The sisters had a lot of fun buying cosmopolitan kids’ clothes in Toronto, where their mother grew up in an Italian family with nine brothers and sisters. But the two couldn’t find the same kind of European-style clothing in the Cleveland area.

So they fulfilled a long-held dream to run a shop together by opening Baci – it means “kisses” in Italian – in Chagrin Falls in 2002.

The sisters rented a shop on North Main Street, bought unfinished cabinets and shelves from Lowe’s, painted them sage green and bought a “conservative” inventory of children’s clothing. “We both had money saved up,” DiBiase said. “We did everything in the store ourselves.”

The two have similar tastes, so they quickly agreed on clothing lines from countries such as Italy, France, Spain, the Netherlands, Germany, Canada and Peru. Colantuono, 29, is the main marketer. And DiBiase, 27, who has a public accounting background, is keeper of the books.

Both sisters are licensed Realtors, walking in the footsteps of their mother, a top-selling local agent. Their father owns a transmission shop in South Euclid.

Naturally, the DiBiases motivated their daughters to start a business. “I was on the fence a little bit,” confessed Colantuono, who has since had a second daughter, Olivia.

Colantuono’s husband, Anthony, also is a Realtor. And DiBiase’s husband, Hany Elhibir, recently started an advertising company in Beachwood when he sensed the slow economy could cost him his job.

“The scary part is we tried this when the economy wasn’t so good,” DiBiase said. “But everyone said, if you can make it now, you can make it later,” Colantuono added.

The two said they learned more by having to earn their success, rather than have it handed to them by a strong economy. “If it ever gets tough, I’ll get an evening job,” DiBiase laughed.

Loyal customers

Mike Fischer walked away from a four-year stint at a small information technology consultant in 1997 because he was dissatisfied with its poor customer service.

“I recognized the company wasn’t going anywhere,” said Fischer, 33, who earned a degree in management information systems from Bowling Green State University in 1993. He also has a master’s in business administration from the executive program at Ohio State University.

Fischer set up shop as Thinsolutions LLC, an information technology service provider, in a bedroom of the West Side duplex he owned. Fischer lived upstairs. His business partner lived downstairs.

Customers found him quickly. “I quit on a Friday. On Monday, I got a call from two of my former customers,” said Fischer, who did not have a non-competition agreement with his former employer.

Fischer got his startup money from “mostly credit cards,” he said. He leased office equipment from CompUSA.

Thinsolutions moved out of the duplex after a year. And five years ago, it moved to the Keith Building at East 17th Street and Euclid Avenue in Cleveland.

The company added services along the way, becoming a soup-to-nuts service provider that acts as a virtual IT department for some of its 70 small- to mid-size business clients. It also added staff members, for a total of 18.
- - -
**Exercises:**
1/ According to the small-business article, where did Thinsolutions move five years ago?
2/ Resume the article on these small-business owners, starting after its last sentence.

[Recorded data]
- - -
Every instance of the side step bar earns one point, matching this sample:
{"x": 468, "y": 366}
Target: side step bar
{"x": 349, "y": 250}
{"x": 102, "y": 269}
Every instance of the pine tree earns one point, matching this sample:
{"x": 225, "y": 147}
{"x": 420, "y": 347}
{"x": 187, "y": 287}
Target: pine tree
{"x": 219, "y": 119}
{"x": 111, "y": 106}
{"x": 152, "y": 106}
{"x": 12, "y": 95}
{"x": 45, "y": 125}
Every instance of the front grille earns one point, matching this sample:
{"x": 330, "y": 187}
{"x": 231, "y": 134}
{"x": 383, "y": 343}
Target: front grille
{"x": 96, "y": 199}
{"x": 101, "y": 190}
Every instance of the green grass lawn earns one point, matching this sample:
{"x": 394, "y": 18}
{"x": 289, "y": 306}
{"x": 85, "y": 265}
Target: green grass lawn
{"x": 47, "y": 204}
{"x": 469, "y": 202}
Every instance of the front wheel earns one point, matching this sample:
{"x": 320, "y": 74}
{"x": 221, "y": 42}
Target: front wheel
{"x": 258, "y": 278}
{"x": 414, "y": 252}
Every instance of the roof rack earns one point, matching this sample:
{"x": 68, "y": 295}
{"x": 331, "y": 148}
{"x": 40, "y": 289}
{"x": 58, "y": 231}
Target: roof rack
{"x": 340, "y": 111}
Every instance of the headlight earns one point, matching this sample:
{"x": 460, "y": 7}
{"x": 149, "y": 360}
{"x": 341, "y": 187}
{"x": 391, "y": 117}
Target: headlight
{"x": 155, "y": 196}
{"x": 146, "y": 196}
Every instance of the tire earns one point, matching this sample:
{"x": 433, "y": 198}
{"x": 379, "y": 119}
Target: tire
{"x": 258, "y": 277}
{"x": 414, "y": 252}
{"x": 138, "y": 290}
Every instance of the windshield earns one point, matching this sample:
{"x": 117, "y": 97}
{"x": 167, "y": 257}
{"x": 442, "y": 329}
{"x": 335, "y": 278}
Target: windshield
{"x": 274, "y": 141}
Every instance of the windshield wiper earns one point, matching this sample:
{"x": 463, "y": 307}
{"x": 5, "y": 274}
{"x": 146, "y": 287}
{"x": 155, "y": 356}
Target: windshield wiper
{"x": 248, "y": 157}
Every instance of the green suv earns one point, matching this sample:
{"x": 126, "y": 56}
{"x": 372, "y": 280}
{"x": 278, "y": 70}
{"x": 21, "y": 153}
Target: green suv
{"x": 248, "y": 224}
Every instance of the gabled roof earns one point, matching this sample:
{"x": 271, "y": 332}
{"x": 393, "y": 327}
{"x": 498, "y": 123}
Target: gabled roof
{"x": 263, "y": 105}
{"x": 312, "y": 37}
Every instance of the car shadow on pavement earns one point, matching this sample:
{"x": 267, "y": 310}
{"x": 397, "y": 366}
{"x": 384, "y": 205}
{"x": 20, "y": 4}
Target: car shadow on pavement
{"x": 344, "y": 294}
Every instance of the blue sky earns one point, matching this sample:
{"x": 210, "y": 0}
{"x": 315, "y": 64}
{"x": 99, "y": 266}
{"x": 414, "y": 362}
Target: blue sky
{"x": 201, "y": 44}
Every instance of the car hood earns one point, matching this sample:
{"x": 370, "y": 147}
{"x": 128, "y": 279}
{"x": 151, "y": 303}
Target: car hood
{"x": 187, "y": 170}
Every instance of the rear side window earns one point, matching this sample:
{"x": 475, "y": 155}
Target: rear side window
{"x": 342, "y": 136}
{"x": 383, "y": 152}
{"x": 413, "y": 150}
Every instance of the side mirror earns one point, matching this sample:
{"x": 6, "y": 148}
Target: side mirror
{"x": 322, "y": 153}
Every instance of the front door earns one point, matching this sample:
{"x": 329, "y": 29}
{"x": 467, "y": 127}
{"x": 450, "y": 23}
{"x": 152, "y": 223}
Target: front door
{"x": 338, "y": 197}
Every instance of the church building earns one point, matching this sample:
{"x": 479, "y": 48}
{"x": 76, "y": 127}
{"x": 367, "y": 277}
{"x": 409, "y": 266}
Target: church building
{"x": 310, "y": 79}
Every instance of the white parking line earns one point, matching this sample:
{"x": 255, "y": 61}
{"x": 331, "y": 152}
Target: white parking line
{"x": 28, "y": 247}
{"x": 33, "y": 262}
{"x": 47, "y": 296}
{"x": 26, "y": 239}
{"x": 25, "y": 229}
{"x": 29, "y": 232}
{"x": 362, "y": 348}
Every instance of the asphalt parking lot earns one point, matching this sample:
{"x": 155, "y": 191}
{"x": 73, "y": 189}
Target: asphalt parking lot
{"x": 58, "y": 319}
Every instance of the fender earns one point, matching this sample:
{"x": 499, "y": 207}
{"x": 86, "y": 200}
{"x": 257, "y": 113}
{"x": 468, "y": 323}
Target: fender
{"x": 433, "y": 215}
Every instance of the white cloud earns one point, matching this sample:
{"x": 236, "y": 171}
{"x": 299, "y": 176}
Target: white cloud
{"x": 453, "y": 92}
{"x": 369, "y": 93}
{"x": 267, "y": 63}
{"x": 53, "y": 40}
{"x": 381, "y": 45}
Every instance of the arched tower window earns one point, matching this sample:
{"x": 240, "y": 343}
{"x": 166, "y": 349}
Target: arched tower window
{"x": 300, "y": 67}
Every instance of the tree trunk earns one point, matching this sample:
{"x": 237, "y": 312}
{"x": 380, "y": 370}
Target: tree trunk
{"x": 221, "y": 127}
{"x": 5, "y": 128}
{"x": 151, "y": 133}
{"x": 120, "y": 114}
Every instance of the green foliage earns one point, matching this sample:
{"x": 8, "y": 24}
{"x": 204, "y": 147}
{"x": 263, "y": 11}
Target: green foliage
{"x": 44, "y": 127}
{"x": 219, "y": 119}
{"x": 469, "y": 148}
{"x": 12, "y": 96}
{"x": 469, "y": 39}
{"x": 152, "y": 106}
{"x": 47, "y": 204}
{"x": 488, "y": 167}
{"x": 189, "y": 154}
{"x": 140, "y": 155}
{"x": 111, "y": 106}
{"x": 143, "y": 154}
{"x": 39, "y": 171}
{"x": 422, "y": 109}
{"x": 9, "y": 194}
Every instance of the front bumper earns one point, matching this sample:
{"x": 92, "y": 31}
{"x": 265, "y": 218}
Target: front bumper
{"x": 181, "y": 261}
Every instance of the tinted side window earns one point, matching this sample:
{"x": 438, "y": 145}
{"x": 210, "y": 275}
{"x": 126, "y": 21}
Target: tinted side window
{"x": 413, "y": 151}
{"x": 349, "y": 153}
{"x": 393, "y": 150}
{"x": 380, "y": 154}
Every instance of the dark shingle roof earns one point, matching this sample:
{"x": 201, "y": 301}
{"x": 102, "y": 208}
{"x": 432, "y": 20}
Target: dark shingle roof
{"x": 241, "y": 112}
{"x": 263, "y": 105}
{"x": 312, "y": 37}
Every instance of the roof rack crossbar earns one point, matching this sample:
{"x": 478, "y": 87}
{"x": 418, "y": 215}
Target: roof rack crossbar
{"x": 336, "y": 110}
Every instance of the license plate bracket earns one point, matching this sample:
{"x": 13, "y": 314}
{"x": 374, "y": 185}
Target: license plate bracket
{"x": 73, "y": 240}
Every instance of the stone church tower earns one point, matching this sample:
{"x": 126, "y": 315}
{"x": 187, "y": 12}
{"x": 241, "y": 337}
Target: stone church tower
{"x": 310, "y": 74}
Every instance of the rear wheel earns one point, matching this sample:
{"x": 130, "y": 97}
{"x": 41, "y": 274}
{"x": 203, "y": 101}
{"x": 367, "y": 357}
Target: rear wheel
- - -
**Results:**
1/ To the Keith Building at East 17th Street and Euclid Avenue in Cleveland.

2/
Fischer is learning about the next generation of application service providers through the trials and errors of a group of similar IT firms that are geographically distinct. The firms can share information about best practices without competing for customers.

Fischer also has learned from some of the investors he took on four years ago to help him invest in technology. And he belongs to the local chapter of the Young Entrepreneurs Organization, a national group that brings together entrepreneurs who are 42 and younger and whose companies have at least $1 million in annual sales.

Fischer said he would have taken on investors or advisers earlier if he had known how much they could help his business grow. “Sometimes, it’s not so bad having someone looking over your shoulder, pushing you,” he said.

To reach this Plain Dealer reporter: mvanac@plaind.com, 216-999-5302

BOX 1

A quiz for budding entrepreneurs

If you think you’re one, take this shortened quiz by Joseph Mancuso, president of the Center for Entrepreneurial Management in New York, to find out. “Answers” are on E3

1. Fill in blank: “I am the __ child in my family.”

A. Oldest.

B. Middle.

C. Youngest.

D. Other.

2. What is your primary motivation for starting a business?

A. To make money.

B. I don’t like working for someone else.

C. To be famous.

D. As an outlet for

excess energy.

3. You tend to “fall in love” too quickly with:

A. New product ideas.

B. New employees.

C. New manufacturing ideas.

D. New financial plans.

E. All of the above.

4. You accomplish tasks better because:

A. You are always on time.

B. You are super-

organized.

C. You keep good

records.

5. Given a choice, you would prefer:

A. Rolling dice with a 1-in-3 chance of winning.

B. Working on a problem with a 1-in-3 chance of solving it in a set time.

6. In a competitive game, you are concerned with:

A. How well you play.

B. Winning or losing.

C. Both of the above.

D. Neither.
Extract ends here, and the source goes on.